Segment Start: Page excerpt
# Rafting the Middle Kings in California



## Dan McCain (Jul 4, 2012)

Video of our Middle Kings Trip

https://vimeo.com/72016739


----------



## Andy H. (Oct 13, 2003)

Wow.


----------



## Schutzie (Feb 5, 2013)

Epic!
But just as I suspected, your mothers did not approve!


----------



## kazak4x4 (May 25, 2009)

That was awesome! Sucks about the GoPro, river gods have mine as well 

Thanks for sharing!


----------



## laterwagged (Sep 29, 2011)

Thanks for bringing that to the masses. I'm certainly not planning on seeing that run first hand anytime soon (ever!). But lawdy is it beautiful.


----------



## Stiff N' Wett (Feb 18, 2010)

You guys are my heroes! That's amazing!


----------



## d.e. (Apr 5, 2005)

That's freakin awesome. I'm only disappointed you lost the upper footage and the video was so short because I didn't want to stop watching you guys making those moves. Huge props, that is quite the audacious expedition. The bar has been raised once again.


----------



## Soup76 (Aug 19, 2009)

That is just absolutely awesome! Thank you for sharing!


----------



## brandob9 (Jun 13, 2010)

Dan, I really think that has to be the raft trip of the year. You're winning the hardness, accessibility, remoteness and steepness categories.


----------



## ranamafana (Jul 18, 2005)

wow, beautiful footage, I have hiked along the upper Kings, and seen how burly it is. you guys are badasses! Any carnage along the way? Way to rock it in the R-2! Thanks for sharing


----------



## rivers2run (Jun 7, 2012)

That was epic, I looked at the Kings through the National Park, and thought no way anyone will ever run that monster. Can't imagine how tough the middle fork was. Loved the ending!


----------



## Whetstone (May 17, 2013)

Indeed! Tim Weaver showed me this a few days back. Epic does not do it.....this needs it's own word. Like "RAADIFUKINALL"


----------



## Junk Show Tours (Mar 11, 2008)

wow


----------



## Captain Tappan (Jun 12, 2013)

That was awesome guys!!! Might take me twenty more years to gain the skillz... But i'm definitely adding that river to the bucket list what kind of gear did y'all end up using for that trip?


----------



## 2tomcat2 (May 27, 2012)

Fantastic...never stop running


----------



## BarryDingle (Mar 13, 2008)

I knew who posted this before I even opened the thread...

Solid.


----------



## cupido76 (May 22, 2009)

Amazing!


----------



## tango (Feb 1, 2006)

impressive


----------



## fullmer (Aug 23, 2006)

Great video Dan! Our group was on the river about the same time as you. We passed your raft near Money Drop. By the way, I lost 12 pounds on that trip. The Middle Fork of the Kings truly is an epic journey.


----------



## Dan McCain (Jul 4, 2012)
Segment End: Page excerpt
From the Middle Kings rafting thread, extract the passage between "## brandob9 (Jun" and "(Jul 18, 2005)", inclusive.
Segment Start: The data
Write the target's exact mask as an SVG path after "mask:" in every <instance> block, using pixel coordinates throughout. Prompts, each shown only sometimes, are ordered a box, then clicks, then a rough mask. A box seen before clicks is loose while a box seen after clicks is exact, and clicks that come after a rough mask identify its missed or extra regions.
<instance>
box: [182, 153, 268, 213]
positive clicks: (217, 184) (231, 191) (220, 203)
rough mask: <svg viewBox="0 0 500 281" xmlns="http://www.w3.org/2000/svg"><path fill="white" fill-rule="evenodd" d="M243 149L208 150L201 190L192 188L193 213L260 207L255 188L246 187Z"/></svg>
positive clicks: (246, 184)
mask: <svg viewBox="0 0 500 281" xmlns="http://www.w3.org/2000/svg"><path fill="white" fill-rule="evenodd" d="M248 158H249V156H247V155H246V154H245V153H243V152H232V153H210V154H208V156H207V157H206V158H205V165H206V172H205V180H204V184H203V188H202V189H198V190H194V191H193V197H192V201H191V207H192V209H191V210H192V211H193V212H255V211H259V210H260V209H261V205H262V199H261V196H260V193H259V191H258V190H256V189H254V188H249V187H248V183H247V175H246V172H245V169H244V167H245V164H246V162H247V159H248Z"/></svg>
Segment End: The data
— Response to the task —
## brandob9 (Jun 13, 2010)

Dan, I really think that has to be the raft trip of the year. You're winning the hardness, accessibility, remoteness and steepness categories.


----------



## ranamafana (Jul 18, 2005)